Task to complete — Summarize the passage on data and algorithm uncertainty in two sentences.

Text passage —
• • • • •

Another key challenge is related to data and algorithm uncertainty. In spite of the emerging new research opportunities to produce geographic knowledge by utilizing social media and big data, most of these data are not the output of instruments designed to produce valid and reliable data amenable for scientific analysis (Lazer et al. 2014). Regarding the spatial data quality, location information in most social media and big data can be controlled by end users and it is challenging to know the level of uncertainty by researchers. For example, a location of an Instagram post is selected by a user based on a list of locations provided by Instagram; therefore, a user can easily manipulate his/her location. Furthermore, there exist quite a few web tools and mobile applications to fake location information. While these users’ decision to fake location, or spoof location, protect individual’s geo-privacy, few studies have discussed and incorporated location spoofing in the existing GIScience literature (Zhao and Sui 2017).

Kwan (2016) also questioned that big data-driven research ignores the potentially significant influence of algorithms on research results, and thus geographic knowledge generated with big data might be more of an artifact of the algorithms used than the data itself. For example, Fischer (Fischer 2014) mapped six billion geo-tagged tweets and observed a banding phenomenon, where the original tweet locations tend to align with the closest latitude or longitude, suggesting that tweet locations might have been fuzzed by Twitter through snapping them to the closest latitude or longitude to prevent people’s exact locations being disclosed. Researchers often do not have access to, or even do not know about such algorithms being used by social media providers who generate, process, and provide their data through APIs. Moreover, in order to deal with big data, algorithms are increasingly implemented as computerized procedures, and they become increasingly detached from and less visible to researchers who use them (Kwan 2016). Consequently, such algorithms introduce greater uncertainty and potentially result in significant differences in research findings. Hence, it is crucial to examine and evaluate the validity of data and algorithms in order for maximizing the utility of social media and big data.

Addressing these 9 challenges will be an ongoing endeavor to move forward with human dynamics research utilizing new technologies, social media data, and big geospatial data. In two AAG special sessions, a few papers undertook some of these challenges. For example, two papers integrated more than two data sources; one utilized mobile phone location data, CDRs, and subway smartcard data to uncover dynamic urban population flow patterns, and the other combined Twitter, Flickr, and Instagram data to delineate dynamic place boundaries. One paper applied interview data to explore the practices, potentials, and problems in using data produced through mobile communications for disease disaster management. While majority of papers presented in the AAG sessions focused on the exploratory data analysis revealing interesting patterns related to human dynamics, there is a need for human dynamics research tacking those challenges to critically discuss the use of new forms of data.

• • • • •

Stored data —

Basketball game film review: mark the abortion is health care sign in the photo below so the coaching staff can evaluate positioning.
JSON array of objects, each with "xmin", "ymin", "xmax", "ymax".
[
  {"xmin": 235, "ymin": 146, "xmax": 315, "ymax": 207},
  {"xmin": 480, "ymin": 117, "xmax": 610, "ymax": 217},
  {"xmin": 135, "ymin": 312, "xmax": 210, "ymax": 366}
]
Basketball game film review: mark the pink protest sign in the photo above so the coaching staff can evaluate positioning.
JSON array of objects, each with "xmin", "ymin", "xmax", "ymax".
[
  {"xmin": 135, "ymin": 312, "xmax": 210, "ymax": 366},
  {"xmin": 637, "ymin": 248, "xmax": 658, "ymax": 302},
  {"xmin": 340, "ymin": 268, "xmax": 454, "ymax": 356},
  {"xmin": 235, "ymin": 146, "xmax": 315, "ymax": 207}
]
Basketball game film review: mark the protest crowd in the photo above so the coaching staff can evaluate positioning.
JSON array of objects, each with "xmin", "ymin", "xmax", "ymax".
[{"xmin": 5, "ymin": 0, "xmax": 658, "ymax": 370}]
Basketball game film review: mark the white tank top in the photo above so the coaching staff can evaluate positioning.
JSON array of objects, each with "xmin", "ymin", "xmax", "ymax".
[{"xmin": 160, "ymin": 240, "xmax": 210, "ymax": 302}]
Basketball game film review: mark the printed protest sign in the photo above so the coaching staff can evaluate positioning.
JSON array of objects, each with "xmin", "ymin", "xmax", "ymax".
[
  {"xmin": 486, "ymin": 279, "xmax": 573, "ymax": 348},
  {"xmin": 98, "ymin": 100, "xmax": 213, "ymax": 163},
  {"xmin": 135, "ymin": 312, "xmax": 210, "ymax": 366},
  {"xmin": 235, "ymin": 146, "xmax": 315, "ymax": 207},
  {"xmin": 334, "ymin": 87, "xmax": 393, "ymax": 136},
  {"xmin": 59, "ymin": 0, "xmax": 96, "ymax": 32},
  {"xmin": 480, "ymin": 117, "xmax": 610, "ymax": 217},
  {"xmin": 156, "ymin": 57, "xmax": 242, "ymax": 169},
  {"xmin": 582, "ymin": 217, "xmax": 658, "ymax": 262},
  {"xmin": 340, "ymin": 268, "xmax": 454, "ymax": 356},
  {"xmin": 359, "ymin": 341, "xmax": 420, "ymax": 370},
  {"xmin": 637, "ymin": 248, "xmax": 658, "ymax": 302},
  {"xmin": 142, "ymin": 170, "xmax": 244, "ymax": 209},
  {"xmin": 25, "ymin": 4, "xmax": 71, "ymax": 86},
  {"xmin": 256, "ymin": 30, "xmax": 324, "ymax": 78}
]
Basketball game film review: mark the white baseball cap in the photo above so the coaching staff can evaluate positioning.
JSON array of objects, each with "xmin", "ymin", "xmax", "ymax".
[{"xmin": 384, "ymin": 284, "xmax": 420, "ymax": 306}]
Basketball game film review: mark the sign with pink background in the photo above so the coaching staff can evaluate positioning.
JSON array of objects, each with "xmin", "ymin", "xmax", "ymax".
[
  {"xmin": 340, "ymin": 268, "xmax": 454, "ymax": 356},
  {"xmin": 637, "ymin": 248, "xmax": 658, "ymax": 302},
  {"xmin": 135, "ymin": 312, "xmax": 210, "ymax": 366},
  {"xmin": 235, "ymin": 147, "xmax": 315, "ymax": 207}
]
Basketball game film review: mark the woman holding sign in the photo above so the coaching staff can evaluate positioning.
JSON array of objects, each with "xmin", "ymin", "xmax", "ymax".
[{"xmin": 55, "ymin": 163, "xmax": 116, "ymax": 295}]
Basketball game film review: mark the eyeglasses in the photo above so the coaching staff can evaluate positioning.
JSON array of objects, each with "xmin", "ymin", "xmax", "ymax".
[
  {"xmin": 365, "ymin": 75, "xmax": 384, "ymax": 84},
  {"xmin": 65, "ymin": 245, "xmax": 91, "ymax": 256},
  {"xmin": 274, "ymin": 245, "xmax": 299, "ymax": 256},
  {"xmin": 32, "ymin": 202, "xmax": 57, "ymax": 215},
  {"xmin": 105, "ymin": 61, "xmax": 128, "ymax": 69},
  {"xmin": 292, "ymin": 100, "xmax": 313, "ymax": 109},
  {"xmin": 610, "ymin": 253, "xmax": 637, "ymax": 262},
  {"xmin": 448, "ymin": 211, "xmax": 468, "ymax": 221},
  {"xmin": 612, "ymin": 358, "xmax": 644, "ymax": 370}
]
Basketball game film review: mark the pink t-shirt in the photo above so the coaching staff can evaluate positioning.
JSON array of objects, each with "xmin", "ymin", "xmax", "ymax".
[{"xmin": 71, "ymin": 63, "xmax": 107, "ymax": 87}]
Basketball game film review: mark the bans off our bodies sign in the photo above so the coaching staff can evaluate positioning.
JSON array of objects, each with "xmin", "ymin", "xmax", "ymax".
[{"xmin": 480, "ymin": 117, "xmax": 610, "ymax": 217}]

• • • • •

Written response — The passage identifies data and algorithm uncertainty as a key challenge for producing geographic knowledge from social media and big data, because users can control or fake their location information and providers such as Twitter may alter locations through algorithms that researchers often cannot access. It stresses the need to evaluate the validity of data and algorithms, and notes that although a few AAG special session papers took on some of these challenges, human dynamics research still needs to critically discuss the use of new forms of data.